_PROBLEM:_
Reproduce every one of the entries below character for character, without altering anything.

[Region segmentation data]

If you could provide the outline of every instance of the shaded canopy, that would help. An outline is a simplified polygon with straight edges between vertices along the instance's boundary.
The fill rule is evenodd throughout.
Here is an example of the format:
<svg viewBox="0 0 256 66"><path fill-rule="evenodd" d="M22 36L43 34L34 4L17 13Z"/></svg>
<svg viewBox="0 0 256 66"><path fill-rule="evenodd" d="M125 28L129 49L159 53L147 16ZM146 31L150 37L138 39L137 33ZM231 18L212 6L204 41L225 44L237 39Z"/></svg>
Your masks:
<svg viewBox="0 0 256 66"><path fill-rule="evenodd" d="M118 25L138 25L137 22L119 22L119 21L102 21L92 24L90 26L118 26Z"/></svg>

_ANSWER:_
If you could provide the outline of every instance of the shaded canopy, that would help. An outline is a simplified polygon with straight edges between vertices along the instance's boundary.
The fill rule is evenodd throughout.
Here is an example of the format:
<svg viewBox="0 0 256 66"><path fill-rule="evenodd" d="M22 36L43 34L34 4L17 13Z"/></svg>
<svg viewBox="0 0 256 66"><path fill-rule="evenodd" d="M125 28L129 49L159 53L147 16ZM146 31L150 37L138 39L137 33ZM231 18L212 6L204 41L225 44L237 39Z"/></svg>
Your masks:
<svg viewBox="0 0 256 66"><path fill-rule="evenodd" d="M118 25L138 25L137 22L119 22L119 21L102 21L92 24L90 26L118 26Z"/></svg>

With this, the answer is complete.